--- Dataset entries ---
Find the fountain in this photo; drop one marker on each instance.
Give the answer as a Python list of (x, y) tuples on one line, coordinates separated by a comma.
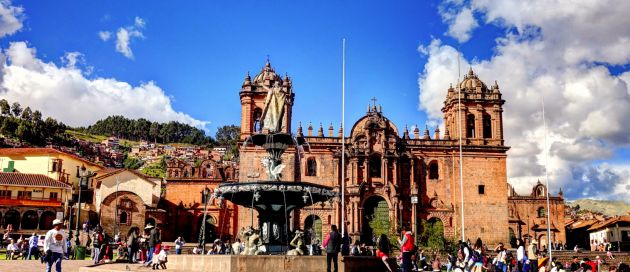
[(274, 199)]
---
--- Dataset entries ---
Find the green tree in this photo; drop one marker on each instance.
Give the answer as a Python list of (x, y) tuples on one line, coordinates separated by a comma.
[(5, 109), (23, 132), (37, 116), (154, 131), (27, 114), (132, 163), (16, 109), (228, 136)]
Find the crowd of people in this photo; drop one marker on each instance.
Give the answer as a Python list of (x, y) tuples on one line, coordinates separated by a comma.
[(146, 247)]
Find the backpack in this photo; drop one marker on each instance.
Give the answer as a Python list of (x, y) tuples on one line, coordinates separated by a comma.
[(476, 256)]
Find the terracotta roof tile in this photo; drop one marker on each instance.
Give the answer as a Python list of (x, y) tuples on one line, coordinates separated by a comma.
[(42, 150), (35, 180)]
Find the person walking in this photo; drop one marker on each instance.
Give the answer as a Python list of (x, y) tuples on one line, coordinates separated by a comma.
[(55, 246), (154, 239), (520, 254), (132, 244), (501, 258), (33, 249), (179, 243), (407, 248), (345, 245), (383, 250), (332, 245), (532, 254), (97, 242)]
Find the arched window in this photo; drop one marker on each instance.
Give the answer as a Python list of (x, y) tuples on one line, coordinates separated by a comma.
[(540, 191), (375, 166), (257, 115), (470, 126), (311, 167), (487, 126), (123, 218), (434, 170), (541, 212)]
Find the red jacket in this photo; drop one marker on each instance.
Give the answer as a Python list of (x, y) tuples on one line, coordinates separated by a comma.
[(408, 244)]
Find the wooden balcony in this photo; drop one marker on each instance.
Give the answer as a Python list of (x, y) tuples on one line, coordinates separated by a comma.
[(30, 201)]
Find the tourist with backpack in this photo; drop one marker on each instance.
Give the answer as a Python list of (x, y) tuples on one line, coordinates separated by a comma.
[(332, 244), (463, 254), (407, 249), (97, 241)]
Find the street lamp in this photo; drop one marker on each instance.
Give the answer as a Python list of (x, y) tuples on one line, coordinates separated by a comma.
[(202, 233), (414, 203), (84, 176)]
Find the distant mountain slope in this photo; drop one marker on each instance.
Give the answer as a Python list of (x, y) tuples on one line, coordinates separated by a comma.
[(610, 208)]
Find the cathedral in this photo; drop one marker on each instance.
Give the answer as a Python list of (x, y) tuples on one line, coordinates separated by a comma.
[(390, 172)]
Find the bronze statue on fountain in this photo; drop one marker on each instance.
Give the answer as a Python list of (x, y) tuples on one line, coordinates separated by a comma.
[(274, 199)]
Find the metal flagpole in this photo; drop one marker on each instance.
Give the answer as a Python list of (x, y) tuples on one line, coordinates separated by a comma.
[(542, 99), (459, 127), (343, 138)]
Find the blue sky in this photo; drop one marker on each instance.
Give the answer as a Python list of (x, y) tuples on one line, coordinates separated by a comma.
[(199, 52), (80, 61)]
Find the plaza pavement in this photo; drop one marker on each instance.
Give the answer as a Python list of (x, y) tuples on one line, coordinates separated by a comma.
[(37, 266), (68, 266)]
---
--- Dataset entries ---
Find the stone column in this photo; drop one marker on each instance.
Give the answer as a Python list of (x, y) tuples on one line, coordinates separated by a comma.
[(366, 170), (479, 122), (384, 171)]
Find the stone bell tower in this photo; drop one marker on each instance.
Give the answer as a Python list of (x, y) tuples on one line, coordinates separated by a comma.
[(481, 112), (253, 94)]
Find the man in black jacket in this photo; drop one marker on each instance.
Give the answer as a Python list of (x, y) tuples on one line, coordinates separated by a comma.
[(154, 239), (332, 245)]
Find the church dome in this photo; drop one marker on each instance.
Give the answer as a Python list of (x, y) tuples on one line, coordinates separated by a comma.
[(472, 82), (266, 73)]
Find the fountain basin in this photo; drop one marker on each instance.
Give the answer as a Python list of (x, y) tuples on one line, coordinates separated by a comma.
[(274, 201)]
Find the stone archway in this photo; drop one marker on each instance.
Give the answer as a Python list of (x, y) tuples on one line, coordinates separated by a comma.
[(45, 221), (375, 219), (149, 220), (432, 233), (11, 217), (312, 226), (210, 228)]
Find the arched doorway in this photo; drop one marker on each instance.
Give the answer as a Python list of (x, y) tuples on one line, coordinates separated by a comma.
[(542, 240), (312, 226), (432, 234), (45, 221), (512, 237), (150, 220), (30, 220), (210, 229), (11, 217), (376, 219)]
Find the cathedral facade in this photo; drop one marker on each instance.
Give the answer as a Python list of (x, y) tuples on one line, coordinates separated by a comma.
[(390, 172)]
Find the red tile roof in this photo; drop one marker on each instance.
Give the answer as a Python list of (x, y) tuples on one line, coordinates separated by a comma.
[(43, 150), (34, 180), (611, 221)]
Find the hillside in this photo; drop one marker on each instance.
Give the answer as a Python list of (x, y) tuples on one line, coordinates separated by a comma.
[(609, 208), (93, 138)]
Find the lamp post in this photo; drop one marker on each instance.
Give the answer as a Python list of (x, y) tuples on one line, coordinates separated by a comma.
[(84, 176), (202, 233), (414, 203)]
---
Prompt - Reproduce the data between the lines holding "Find the tourist" and "[(202, 233), (414, 203), (84, 176)]", inclusive, multiplying every coordinate in the answer lists by 1.85 and rounding to whole numbers, with halves rounded up. Keep all other lines in that span unchanged.

The completed task -
Find the tourist with backpack in this photo; drop one marker on each instance.
Give the answer as a Python list of (x, y) tuples on one line, coordinates separated by a comma.
[(614, 451), (857, 470), (753, 461), (179, 446)]
Find the street lamp in this photo; drop one marker on each instance.
Give the answer as a Python list of (x, y) tuples on one line, coordinates separated by a comma.
[(374, 431), (766, 376), (155, 326)]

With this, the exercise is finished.